■ **Work to do**: Can you express the rows as a two-column CSV with the headers request and answer, starting with the line that contains "No rush, but when you can, please point out the parked" and going on through the line that contains "xmin=163 ymin=79 xmax=175 ymax=105"? Put each row's text and its answer in one quoted field apiece, turn any line breaks into spaces, and leave the pictures out.

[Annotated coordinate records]
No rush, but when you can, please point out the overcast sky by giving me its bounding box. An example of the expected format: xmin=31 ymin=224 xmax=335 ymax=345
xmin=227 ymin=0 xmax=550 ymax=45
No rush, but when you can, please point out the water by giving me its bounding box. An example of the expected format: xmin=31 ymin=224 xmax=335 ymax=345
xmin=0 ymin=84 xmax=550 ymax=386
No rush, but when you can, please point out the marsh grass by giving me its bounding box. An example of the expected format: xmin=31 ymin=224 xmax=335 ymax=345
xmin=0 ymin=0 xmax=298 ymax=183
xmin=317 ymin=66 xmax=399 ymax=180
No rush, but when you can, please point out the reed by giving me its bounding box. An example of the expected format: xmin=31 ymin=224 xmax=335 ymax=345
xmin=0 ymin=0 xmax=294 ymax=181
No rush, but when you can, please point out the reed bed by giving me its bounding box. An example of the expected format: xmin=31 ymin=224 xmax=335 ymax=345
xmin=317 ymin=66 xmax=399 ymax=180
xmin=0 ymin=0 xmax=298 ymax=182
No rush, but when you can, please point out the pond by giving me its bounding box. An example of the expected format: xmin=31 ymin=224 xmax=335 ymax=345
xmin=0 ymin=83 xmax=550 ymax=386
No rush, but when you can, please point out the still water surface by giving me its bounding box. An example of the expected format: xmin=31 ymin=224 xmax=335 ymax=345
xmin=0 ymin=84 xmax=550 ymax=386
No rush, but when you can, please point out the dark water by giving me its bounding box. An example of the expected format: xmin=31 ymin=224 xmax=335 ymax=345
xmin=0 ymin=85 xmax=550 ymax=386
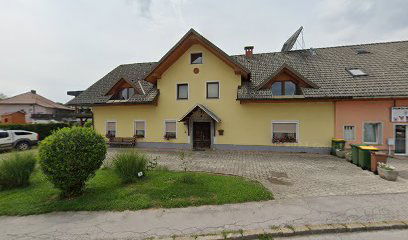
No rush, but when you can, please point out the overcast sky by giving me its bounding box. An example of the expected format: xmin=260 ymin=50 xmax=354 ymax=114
xmin=0 ymin=0 xmax=408 ymax=102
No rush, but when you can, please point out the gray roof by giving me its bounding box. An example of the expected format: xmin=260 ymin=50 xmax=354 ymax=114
xmin=233 ymin=41 xmax=408 ymax=99
xmin=68 ymin=62 xmax=159 ymax=105
xmin=68 ymin=41 xmax=408 ymax=105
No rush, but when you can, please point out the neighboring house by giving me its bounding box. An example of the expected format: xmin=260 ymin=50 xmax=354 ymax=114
xmin=0 ymin=110 xmax=26 ymax=124
xmin=0 ymin=90 xmax=73 ymax=123
xmin=68 ymin=29 xmax=408 ymax=153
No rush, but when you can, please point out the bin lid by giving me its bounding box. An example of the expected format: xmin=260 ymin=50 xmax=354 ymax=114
xmin=359 ymin=146 xmax=380 ymax=151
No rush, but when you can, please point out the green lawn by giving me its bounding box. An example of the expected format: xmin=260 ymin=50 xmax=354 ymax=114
xmin=0 ymin=169 xmax=273 ymax=215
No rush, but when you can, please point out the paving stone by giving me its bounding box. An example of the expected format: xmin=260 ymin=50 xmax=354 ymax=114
xmin=104 ymin=149 xmax=408 ymax=199
xmin=345 ymin=223 xmax=366 ymax=231
xmin=293 ymin=226 xmax=310 ymax=234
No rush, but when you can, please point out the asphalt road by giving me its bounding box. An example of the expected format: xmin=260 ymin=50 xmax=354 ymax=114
xmin=275 ymin=230 xmax=408 ymax=240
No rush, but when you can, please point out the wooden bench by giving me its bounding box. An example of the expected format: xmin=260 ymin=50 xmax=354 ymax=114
xmin=109 ymin=137 xmax=136 ymax=147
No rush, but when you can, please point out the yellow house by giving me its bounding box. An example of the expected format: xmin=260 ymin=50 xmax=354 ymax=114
xmin=69 ymin=29 xmax=335 ymax=152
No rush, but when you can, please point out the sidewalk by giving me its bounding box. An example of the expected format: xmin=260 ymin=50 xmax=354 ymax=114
xmin=0 ymin=193 xmax=408 ymax=239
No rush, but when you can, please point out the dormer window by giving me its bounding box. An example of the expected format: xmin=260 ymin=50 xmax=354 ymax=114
xmin=190 ymin=53 xmax=203 ymax=64
xmin=271 ymin=81 xmax=298 ymax=96
xmin=112 ymin=87 xmax=135 ymax=100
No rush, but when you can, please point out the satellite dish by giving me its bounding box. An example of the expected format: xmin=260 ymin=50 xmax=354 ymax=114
xmin=281 ymin=27 xmax=303 ymax=52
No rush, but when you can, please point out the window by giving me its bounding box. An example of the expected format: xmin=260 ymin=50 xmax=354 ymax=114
xmin=114 ymin=88 xmax=135 ymax=100
xmin=284 ymin=81 xmax=296 ymax=95
xmin=135 ymin=120 xmax=146 ymax=138
xmin=164 ymin=120 xmax=177 ymax=139
xmin=363 ymin=123 xmax=382 ymax=144
xmin=0 ymin=132 xmax=8 ymax=138
xmin=106 ymin=122 xmax=116 ymax=138
xmin=343 ymin=126 xmax=356 ymax=141
xmin=272 ymin=82 xmax=282 ymax=96
xmin=272 ymin=122 xmax=298 ymax=143
xmin=271 ymin=81 xmax=297 ymax=96
xmin=207 ymin=82 xmax=220 ymax=98
xmin=177 ymin=83 xmax=188 ymax=99
xmin=190 ymin=53 xmax=203 ymax=64
xmin=347 ymin=68 xmax=367 ymax=77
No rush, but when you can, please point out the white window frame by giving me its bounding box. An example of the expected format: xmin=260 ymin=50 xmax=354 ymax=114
xmin=361 ymin=121 xmax=384 ymax=145
xmin=188 ymin=51 xmax=204 ymax=66
xmin=176 ymin=83 xmax=190 ymax=101
xmin=392 ymin=123 xmax=408 ymax=156
xmin=105 ymin=120 xmax=118 ymax=137
xmin=204 ymin=80 xmax=221 ymax=100
xmin=271 ymin=120 xmax=300 ymax=144
xmin=343 ymin=124 xmax=356 ymax=141
xmin=163 ymin=119 xmax=178 ymax=139
xmin=133 ymin=119 xmax=147 ymax=138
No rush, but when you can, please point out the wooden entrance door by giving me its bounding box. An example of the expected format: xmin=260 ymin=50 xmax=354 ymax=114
xmin=193 ymin=122 xmax=211 ymax=149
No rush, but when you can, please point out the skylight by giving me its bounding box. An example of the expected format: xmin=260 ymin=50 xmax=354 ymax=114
xmin=347 ymin=68 xmax=367 ymax=77
xmin=354 ymin=48 xmax=371 ymax=54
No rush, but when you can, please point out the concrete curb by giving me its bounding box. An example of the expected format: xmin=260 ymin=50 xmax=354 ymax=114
xmin=160 ymin=221 xmax=408 ymax=240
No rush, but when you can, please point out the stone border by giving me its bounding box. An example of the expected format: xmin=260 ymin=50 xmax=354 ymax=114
xmin=160 ymin=221 xmax=408 ymax=240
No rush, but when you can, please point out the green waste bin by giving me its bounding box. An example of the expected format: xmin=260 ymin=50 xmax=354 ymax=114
xmin=331 ymin=138 xmax=346 ymax=156
xmin=350 ymin=144 xmax=367 ymax=166
xmin=358 ymin=146 xmax=379 ymax=170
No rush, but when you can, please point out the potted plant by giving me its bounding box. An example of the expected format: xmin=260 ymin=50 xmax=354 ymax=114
xmin=344 ymin=151 xmax=352 ymax=162
xmin=378 ymin=162 xmax=398 ymax=181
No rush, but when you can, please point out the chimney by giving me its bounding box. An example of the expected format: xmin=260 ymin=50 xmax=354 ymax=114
xmin=244 ymin=46 xmax=254 ymax=58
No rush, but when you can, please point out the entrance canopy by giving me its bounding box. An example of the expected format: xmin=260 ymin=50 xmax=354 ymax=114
xmin=179 ymin=104 xmax=221 ymax=123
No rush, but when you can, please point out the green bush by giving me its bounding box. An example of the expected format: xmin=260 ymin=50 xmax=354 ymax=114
xmin=0 ymin=123 xmax=70 ymax=140
xmin=0 ymin=153 xmax=36 ymax=190
xmin=84 ymin=120 xmax=92 ymax=127
xmin=179 ymin=173 xmax=197 ymax=184
xmin=38 ymin=127 xmax=106 ymax=197
xmin=112 ymin=151 xmax=149 ymax=183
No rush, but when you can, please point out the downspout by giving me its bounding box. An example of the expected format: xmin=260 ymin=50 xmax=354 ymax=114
xmin=333 ymin=100 xmax=337 ymax=138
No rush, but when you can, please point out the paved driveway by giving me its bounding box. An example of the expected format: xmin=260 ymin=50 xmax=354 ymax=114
xmin=108 ymin=149 xmax=408 ymax=199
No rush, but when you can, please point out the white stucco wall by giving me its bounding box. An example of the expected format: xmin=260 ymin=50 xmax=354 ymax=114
xmin=0 ymin=104 xmax=54 ymax=123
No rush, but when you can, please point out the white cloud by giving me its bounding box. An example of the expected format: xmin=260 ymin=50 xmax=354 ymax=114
xmin=0 ymin=0 xmax=408 ymax=102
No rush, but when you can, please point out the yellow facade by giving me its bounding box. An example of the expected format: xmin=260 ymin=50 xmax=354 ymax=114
xmin=93 ymin=44 xmax=334 ymax=147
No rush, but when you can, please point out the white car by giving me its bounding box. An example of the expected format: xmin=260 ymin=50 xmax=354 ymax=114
xmin=0 ymin=130 xmax=40 ymax=151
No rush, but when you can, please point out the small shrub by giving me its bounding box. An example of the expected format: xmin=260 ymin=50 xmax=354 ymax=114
xmin=84 ymin=120 xmax=92 ymax=127
xmin=0 ymin=153 xmax=36 ymax=190
xmin=112 ymin=151 xmax=149 ymax=183
xmin=38 ymin=127 xmax=106 ymax=197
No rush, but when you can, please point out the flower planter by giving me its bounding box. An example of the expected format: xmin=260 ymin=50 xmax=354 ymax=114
xmin=336 ymin=149 xmax=345 ymax=158
xmin=378 ymin=167 xmax=398 ymax=181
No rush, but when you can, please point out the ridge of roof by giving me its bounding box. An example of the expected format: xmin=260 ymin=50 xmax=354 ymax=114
xmin=103 ymin=40 xmax=408 ymax=69
xmin=230 ymin=40 xmax=408 ymax=57
xmin=0 ymin=91 xmax=71 ymax=110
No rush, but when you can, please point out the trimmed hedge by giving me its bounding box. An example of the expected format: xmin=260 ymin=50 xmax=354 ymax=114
xmin=0 ymin=123 xmax=70 ymax=140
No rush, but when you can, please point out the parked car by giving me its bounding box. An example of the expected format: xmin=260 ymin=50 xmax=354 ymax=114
xmin=0 ymin=130 xmax=40 ymax=151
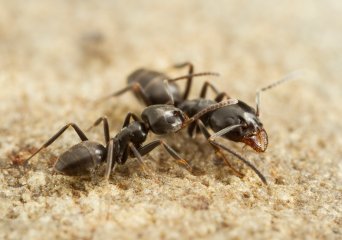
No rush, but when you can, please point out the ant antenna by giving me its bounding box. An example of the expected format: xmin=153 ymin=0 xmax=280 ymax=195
xmin=255 ymin=70 xmax=304 ymax=117
xmin=163 ymin=79 xmax=175 ymax=105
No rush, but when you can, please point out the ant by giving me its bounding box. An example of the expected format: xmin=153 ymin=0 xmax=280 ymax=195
xmin=97 ymin=62 xmax=219 ymax=106
xmin=172 ymin=72 xmax=300 ymax=184
xmin=24 ymin=99 xmax=237 ymax=180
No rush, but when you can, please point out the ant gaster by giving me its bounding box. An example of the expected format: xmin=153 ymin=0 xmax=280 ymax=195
xmin=97 ymin=62 xmax=219 ymax=106
xmin=25 ymin=99 xmax=237 ymax=179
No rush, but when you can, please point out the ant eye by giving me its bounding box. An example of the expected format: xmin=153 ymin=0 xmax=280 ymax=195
xmin=166 ymin=116 xmax=176 ymax=124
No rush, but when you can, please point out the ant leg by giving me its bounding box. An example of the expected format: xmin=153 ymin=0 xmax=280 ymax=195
xmin=24 ymin=123 xmax=88 ymax=166
xmin=96 ymin=83 xmax=151 ymax=106
xmin=197 ymin=120 xmax=244 ymax=177
xmin=198 ymin=120 xmax=267 ymax=184
xmin=129 ymin=143 xmax=146 ymax=173
xmin=200 ymin=81 xmax=230 ymax=102
xmin=87 ymin=116 xmax=110 ymax=145
xmin=138 ymin=139 xmax=192 ymax=172
xmin=104 ymin=139 xmax=117 ymax=181
xmin=174 ymin=62 xmax=194 ymax=100
xmin=122 ymin=112 xmax=140 ymax=128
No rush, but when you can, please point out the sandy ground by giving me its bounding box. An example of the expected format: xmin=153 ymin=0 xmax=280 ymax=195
xmin=0 ymin=0 xmax=342 ymax=239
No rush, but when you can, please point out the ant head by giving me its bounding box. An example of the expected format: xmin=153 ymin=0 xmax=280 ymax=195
xmin=141 ymin=105 xmax=188 ymax=135
xmin=210 ymin=101 xmax=268 ymax=152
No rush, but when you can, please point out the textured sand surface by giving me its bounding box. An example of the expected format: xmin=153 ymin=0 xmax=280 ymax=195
xmin=0 ymin=0 xmax=342 ymax=239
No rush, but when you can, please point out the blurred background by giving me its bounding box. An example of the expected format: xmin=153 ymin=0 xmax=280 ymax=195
xmin=0 ymin=0 xmax=342 ymax=238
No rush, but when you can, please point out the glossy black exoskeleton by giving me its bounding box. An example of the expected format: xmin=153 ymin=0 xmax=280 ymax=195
xmin=100 ymin=62 xmax=218 ymax=106
xmin=25 ymin=99 xmax=237 ymax=179
xmin=177 ymin=73 xmax=298 ymax=183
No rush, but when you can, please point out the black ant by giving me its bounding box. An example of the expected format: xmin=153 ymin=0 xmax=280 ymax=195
xmin=97 ymin=62 xmax=219 ymax=106
xmin=25 ymin=99 xmax=237 ymax=179
xmin=172 ymin=72 xmax=299 ymax=183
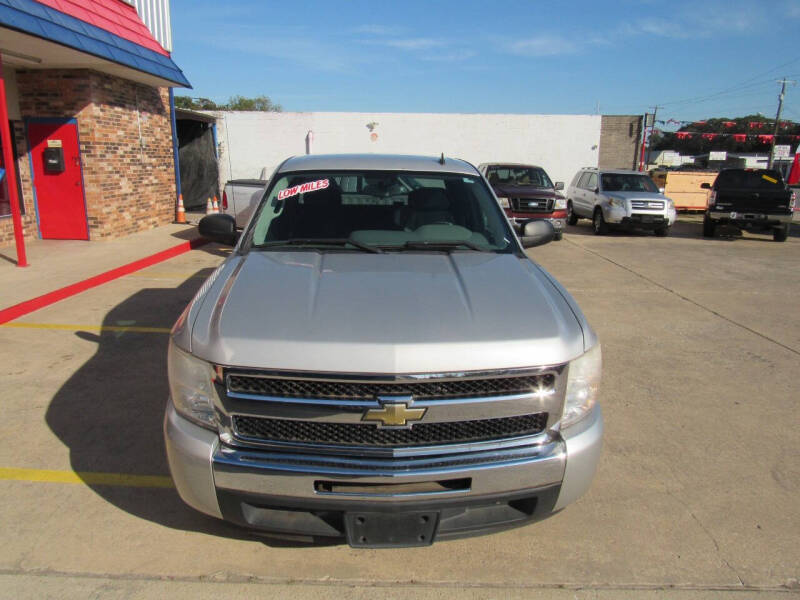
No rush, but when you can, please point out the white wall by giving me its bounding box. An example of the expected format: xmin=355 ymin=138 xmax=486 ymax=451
xmin=210 ymin=112 xmax=601 ymax=185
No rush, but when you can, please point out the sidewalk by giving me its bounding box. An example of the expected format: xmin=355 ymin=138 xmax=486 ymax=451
xmin=0 ymin=224 xmax=203 ymax=310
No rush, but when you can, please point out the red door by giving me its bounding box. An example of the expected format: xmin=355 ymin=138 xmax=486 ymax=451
xmin=28 ymin=123 xmax=89 ymax=240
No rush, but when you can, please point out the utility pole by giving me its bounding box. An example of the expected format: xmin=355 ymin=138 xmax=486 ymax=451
xmin=767 ymin=77 xmax=797 ymax=169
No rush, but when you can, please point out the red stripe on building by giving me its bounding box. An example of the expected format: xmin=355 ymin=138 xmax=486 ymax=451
xmin=36 ymin=0 xmax=169 ymax=56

■ **Task response**:
request,answer
"No rush, but when you can, please point out the parked car by giving me its bounding box. An example of the expected format: xmin=260 ymin=50 xmax=354 ymax=114","xmin=0 ymin=130 xmax=40 ymax=151"
"No rush, but when you can, please point out the ant antenna by giving me its bounding box. An example of the expected format: xmin=153 ymin=0 xmax=280 ymax=195","xmin=255 ymin=70 xmax=304 ymax=117 xmin=163 ymin=79 xmax=175 ymax=105"